◆ About this exercise
Which of the lines below contain the string "head"? Pull each one out of the data.

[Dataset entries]
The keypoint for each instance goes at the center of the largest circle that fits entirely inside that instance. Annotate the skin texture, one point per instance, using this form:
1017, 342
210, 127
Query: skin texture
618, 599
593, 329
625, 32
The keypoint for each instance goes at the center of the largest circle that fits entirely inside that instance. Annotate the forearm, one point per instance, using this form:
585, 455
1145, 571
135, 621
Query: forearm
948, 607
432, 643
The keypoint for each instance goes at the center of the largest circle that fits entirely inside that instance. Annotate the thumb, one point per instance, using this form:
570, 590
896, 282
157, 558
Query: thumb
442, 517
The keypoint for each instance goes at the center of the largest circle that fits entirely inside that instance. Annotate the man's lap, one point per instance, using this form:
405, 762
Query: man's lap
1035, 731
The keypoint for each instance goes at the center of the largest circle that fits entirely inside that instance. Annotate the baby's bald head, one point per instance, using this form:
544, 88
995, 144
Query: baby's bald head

◆ Finished task
The keypoint for each instance goes at the center of the largest circle that fits entirely inside that instance. Annotate the baby's bald head, one point per instance, using this form:
Query: baby's bald head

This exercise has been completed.